### Dataset records

[BEGIN]

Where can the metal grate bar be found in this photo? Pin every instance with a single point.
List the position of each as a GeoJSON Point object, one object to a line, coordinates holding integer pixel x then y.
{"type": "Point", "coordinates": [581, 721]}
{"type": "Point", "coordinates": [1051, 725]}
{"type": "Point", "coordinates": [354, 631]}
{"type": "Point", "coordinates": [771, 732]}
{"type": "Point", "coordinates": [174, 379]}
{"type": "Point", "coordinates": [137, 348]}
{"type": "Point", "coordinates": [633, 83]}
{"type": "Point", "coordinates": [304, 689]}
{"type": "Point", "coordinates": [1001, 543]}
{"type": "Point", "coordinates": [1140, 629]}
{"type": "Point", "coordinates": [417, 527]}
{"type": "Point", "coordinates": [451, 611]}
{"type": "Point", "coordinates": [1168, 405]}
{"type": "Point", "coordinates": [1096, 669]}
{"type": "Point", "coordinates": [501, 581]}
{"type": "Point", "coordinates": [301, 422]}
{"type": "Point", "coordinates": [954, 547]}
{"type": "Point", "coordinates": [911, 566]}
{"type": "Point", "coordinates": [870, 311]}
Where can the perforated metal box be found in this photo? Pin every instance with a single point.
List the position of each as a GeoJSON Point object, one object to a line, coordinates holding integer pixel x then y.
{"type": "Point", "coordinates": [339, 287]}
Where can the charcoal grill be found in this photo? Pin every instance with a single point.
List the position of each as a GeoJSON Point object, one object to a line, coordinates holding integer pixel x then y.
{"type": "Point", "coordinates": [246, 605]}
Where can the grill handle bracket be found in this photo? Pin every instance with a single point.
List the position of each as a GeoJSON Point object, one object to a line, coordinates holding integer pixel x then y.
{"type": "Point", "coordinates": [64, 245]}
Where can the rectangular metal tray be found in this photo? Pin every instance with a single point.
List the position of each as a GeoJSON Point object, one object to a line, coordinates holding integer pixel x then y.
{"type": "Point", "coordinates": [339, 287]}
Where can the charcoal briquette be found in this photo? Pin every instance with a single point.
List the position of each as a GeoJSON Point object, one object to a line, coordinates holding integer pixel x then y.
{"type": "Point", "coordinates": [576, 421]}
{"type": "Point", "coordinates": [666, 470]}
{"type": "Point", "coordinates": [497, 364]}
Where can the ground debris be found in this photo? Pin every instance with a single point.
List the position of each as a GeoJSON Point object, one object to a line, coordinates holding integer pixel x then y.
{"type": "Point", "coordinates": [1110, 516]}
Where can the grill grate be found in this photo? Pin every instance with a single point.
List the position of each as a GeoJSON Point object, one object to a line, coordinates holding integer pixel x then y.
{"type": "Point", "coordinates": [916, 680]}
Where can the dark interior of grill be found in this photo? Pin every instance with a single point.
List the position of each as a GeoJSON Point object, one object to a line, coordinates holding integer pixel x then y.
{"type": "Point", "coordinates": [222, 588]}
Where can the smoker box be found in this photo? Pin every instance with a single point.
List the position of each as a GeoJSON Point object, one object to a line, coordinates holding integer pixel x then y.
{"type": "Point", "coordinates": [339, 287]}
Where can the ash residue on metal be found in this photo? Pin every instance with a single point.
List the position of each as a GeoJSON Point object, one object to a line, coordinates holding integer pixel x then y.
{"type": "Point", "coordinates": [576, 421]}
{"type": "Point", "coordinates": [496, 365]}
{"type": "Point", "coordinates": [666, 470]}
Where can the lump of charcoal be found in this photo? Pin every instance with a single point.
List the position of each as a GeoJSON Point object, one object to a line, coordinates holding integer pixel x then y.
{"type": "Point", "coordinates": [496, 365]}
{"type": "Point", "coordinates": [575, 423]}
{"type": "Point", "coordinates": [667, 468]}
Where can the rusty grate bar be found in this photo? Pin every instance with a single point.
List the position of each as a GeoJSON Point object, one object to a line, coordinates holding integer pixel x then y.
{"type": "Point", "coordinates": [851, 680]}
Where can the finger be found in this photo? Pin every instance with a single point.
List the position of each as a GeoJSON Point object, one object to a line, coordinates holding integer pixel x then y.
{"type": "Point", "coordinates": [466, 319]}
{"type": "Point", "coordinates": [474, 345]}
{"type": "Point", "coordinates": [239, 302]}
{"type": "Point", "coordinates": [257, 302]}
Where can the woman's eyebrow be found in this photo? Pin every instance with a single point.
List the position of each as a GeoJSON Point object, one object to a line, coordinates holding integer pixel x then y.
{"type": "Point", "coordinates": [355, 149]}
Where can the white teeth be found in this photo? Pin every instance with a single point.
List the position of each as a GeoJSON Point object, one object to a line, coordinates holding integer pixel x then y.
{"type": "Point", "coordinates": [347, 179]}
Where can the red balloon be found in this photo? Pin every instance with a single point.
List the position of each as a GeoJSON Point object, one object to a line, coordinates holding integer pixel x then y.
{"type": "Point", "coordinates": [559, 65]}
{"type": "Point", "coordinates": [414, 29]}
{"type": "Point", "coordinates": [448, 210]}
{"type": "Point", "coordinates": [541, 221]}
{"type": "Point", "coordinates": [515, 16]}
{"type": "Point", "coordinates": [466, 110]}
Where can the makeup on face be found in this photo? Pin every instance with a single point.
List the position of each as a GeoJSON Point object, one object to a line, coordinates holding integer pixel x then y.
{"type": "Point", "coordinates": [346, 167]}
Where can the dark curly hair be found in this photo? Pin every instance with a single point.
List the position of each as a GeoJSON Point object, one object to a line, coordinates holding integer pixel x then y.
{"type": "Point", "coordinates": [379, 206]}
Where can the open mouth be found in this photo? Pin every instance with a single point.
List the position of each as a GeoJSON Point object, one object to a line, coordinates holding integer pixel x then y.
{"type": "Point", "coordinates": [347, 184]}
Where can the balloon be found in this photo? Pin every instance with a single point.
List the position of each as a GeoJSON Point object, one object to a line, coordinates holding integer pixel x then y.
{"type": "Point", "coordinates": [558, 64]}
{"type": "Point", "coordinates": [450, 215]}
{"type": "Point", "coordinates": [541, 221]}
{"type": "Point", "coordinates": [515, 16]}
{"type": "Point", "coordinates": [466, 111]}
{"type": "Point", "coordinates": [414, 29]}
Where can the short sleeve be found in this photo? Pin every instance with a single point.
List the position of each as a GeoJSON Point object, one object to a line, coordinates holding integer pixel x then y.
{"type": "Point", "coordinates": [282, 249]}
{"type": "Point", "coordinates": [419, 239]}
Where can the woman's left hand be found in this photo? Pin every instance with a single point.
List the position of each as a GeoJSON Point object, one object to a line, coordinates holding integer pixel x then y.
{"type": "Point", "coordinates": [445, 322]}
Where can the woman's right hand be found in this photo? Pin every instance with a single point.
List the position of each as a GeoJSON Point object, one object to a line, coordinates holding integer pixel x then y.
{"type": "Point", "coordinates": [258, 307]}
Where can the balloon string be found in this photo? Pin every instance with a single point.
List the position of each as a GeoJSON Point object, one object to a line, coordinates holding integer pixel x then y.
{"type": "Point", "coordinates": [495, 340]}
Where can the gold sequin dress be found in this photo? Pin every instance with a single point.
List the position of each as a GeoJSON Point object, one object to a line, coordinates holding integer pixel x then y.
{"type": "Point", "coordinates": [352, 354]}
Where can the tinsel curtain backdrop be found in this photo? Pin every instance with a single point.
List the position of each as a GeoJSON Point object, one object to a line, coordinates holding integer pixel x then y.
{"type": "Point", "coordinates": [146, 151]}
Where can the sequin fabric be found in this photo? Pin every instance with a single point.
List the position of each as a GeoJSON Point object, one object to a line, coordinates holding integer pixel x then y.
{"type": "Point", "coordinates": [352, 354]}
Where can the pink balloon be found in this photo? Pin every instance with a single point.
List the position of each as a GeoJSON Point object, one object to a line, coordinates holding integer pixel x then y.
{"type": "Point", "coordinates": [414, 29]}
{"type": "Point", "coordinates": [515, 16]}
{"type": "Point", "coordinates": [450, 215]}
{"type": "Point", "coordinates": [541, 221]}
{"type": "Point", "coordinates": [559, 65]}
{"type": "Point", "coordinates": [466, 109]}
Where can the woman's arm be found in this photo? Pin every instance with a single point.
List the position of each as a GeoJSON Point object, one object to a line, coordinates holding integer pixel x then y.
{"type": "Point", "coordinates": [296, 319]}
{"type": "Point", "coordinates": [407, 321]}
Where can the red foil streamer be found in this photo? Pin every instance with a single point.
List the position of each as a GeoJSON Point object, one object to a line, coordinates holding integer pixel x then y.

[END]

### Exercise prompt
Extract, exactly as they appear, the lines from the one containing "Where can the pink" through the final line.

### Result for this exercise
Where can the pink balloon be found in this photo? Pin every instance with a single point.
List the position of each as a GeoJSON Point object, one object to a line, coordinates holding integer pixel x then y.
{"type": "Point", "coordinates": [414, 29]}
{"type": "Point", "coordinates": [515, 16]}
{"type": "Point", "coordinates": [450, 215]}
{"type": "Point", "coordinates": [541, 221]}
{"type": "Point", "coordinates": [559, 65]}
{"type": "Point", "coordinates": [466, 109]}
Where can the woman's arm be found in this photo? Pin every instance with a single point.
List the position of each as a GeoJSON Point object, one object to a line, coordinates holding integer pixel x then y.
{"type": "Point", "coordinates": [296, 319]}
{"type": "Point", "coordinates": [407, 321]}
Where can the red foil streamer be found in this photo? Pin every instance with a single point.
List the position of each as a GeoJSON Point object, one object to a line, coordinates holding integer pixel x then y.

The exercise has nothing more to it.